### Set problem:
Copy the data exactly as it appears, and do not include any pictures.
## START The data
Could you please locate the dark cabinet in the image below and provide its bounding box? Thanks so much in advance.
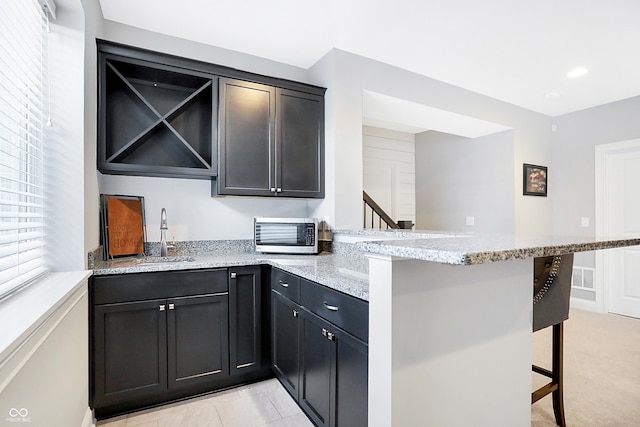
[90,269,229,416]
[271,290,300,401]
[166,295,229,388]
[94,294,229,406]
[98,43,218,178]
[89,266,272,419]
[271,269,369,427]
[229,266,263,375]
[299,308,369,426]
[275,88,324,198]
[212,78,324,198]
[218,79,276,196]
## END The data
### Result of this exercise:
Could you please locate the dark cabinet in the image below and provide its bounding box? Thanks so much in advance.
[90,269,229,416]
[271,290,300,401]
[166,295,229,388]
[94,294,229,406]
[98,43,218,178]
[89,266,272,419]
[271,269,369,427]
[229,266,263,375]
[299,308,369,426]
[275,88,324,198]
[212,78,324,198]
[218,79,276,196]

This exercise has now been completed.